** Begin MATERIALS PROVIDED **
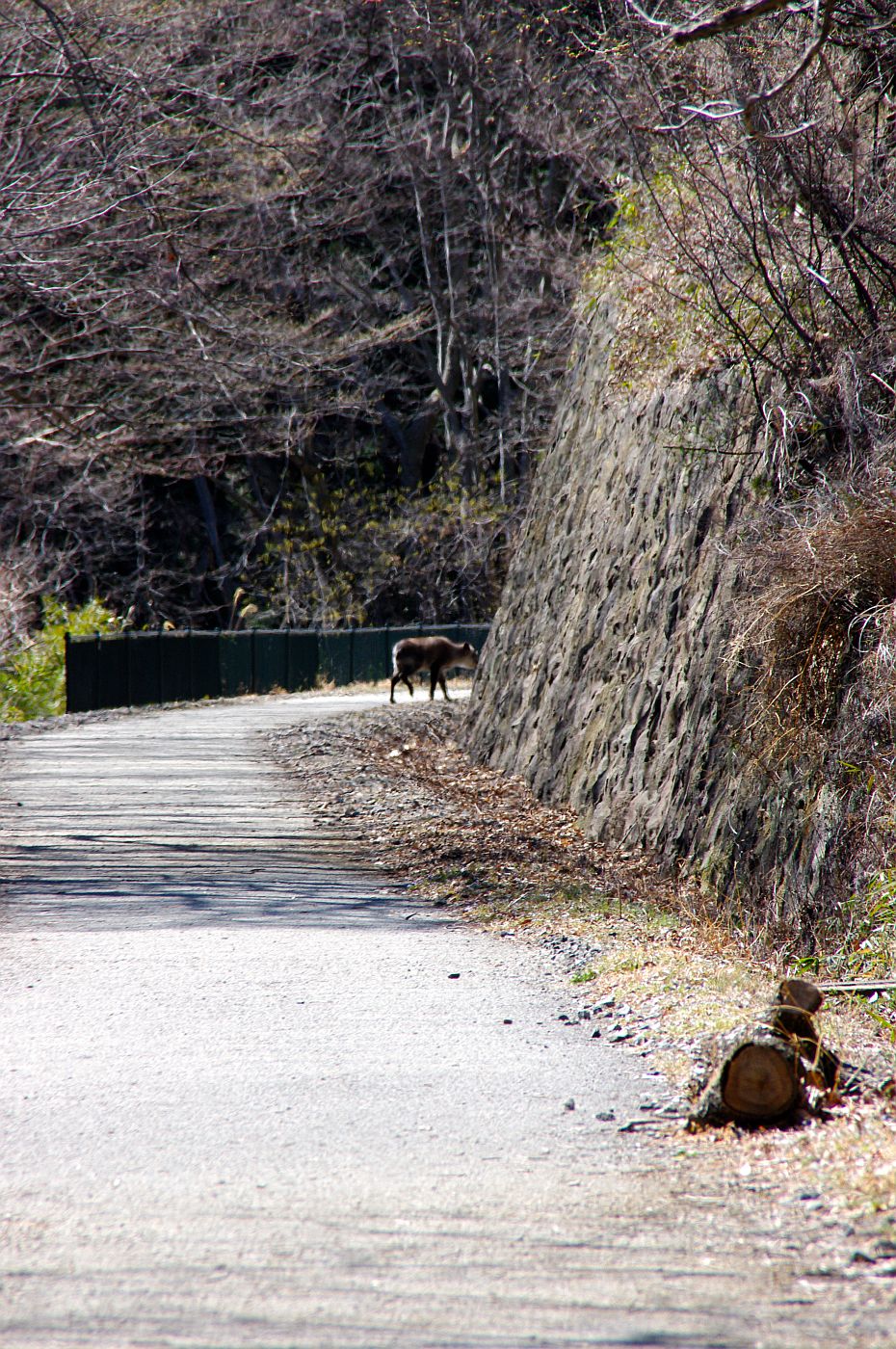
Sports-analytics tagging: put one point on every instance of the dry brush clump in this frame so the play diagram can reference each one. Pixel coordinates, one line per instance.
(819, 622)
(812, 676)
** End MATERIALS PROVIDED **
** Begin MATERIALS PROVIDED **
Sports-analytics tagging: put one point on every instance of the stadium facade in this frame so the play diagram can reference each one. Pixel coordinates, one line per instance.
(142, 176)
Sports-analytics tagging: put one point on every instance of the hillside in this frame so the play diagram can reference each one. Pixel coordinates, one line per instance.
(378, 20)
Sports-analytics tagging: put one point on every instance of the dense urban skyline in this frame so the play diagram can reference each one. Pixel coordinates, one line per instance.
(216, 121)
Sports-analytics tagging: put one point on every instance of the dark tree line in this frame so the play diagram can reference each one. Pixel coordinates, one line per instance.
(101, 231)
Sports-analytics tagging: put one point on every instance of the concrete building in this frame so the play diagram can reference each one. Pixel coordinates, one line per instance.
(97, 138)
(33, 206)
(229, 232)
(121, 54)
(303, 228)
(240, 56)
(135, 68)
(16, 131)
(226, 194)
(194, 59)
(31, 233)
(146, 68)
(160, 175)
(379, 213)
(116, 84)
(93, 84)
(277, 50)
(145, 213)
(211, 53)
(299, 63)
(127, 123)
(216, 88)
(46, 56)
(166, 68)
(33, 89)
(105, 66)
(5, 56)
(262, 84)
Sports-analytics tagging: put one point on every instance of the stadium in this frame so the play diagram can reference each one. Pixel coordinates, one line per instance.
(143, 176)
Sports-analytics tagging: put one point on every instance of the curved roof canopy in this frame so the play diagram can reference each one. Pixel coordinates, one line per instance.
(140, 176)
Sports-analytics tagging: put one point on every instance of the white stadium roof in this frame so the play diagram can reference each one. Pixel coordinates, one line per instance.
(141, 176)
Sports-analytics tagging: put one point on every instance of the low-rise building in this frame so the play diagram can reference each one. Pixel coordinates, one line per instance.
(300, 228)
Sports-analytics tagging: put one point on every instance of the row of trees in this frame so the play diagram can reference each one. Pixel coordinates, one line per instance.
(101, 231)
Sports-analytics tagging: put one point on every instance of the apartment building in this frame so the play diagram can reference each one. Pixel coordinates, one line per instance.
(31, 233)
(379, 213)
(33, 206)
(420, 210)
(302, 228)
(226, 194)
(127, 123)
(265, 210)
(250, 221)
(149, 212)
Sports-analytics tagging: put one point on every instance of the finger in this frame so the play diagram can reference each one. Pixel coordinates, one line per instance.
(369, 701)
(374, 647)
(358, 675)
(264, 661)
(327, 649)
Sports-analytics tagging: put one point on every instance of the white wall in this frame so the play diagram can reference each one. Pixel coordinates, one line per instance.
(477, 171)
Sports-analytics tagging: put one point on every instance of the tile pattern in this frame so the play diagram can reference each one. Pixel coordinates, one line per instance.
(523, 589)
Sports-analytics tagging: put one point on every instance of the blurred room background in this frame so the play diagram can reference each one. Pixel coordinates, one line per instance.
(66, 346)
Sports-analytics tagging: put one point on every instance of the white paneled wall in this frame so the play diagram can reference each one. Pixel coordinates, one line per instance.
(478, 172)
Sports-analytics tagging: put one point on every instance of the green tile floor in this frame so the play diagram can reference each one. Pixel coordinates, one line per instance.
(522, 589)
** End MATERIALS PROVIDED **
** Begin MATERIALS PROVIDED **
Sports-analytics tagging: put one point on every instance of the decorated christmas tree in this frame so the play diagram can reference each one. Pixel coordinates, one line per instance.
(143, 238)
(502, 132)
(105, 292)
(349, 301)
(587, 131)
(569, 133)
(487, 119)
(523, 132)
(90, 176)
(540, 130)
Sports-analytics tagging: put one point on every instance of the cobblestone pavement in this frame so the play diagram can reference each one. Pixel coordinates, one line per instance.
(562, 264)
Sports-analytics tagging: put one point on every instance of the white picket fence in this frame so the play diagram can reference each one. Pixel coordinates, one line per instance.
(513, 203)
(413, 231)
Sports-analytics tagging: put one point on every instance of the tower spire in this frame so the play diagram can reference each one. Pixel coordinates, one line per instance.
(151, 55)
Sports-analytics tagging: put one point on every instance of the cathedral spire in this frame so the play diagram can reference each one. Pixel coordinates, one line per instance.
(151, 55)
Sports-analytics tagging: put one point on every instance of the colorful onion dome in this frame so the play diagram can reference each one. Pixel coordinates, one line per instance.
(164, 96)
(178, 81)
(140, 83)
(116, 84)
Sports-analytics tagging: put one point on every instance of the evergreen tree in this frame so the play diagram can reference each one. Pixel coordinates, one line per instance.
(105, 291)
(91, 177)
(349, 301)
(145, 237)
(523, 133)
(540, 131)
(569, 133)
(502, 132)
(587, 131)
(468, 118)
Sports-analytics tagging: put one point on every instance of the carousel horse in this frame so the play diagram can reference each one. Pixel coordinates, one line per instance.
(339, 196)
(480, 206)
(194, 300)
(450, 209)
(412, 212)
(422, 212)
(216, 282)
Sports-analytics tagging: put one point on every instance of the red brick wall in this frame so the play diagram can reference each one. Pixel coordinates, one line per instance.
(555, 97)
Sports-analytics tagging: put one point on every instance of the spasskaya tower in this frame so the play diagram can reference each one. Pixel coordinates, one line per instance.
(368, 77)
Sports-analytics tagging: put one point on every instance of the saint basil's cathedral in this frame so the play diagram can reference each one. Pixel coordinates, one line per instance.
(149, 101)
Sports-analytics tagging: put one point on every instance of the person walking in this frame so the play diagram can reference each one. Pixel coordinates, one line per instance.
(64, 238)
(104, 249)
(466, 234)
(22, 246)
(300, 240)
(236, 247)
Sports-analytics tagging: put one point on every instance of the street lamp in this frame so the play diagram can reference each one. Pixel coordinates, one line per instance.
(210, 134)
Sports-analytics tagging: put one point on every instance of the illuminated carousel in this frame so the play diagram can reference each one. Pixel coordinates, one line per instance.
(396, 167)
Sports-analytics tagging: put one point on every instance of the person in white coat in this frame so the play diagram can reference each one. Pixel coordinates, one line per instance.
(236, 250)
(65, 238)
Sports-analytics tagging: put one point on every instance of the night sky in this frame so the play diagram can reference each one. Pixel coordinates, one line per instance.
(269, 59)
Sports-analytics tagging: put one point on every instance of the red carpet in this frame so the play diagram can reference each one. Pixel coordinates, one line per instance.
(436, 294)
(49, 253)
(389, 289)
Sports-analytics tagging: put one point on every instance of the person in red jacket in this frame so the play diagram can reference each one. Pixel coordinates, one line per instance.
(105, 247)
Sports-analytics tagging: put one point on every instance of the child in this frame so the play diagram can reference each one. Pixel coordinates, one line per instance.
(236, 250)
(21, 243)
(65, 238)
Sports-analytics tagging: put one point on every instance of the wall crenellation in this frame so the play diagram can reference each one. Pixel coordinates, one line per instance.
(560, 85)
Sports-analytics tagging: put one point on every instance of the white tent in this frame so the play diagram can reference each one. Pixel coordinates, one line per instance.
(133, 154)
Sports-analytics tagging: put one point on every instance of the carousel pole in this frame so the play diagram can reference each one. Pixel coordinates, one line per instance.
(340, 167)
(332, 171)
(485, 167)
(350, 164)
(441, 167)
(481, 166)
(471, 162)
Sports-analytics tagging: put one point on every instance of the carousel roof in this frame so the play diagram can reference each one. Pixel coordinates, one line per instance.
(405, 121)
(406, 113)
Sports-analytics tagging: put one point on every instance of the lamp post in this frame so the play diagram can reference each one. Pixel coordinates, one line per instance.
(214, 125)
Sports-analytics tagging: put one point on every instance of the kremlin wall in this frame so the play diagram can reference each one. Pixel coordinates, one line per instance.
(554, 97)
** End MATERIALS PROVIDED **
• GIVEN PROBLEM: List every line in the records that contains the string "carousel", copying each line in full. Treat the match as case-sensitive.

• RESPONSE FOR THIS EXERCISE:
Sports-analytics tagging: put one point on every instance of the carousel horse in this frame so the play diagram can reference each one. Pixel coordinates, one line per instance.
Sports-analytics tagging: put one point on every instance of the illuminated carousel in this frame so the play diagram can reference each one. Pixel coordinates, one line per instance.
Sports-analytics tagging: put one point on every instance of the carousel pole in this frame so the play diagram can reference each one. Pixel coordinates, one line per instance.
Sports-analytics tagging: put one point on every instance of the carousel roof in this frame so the play diagram can reference each one. Pixel coordinates, one line per instance.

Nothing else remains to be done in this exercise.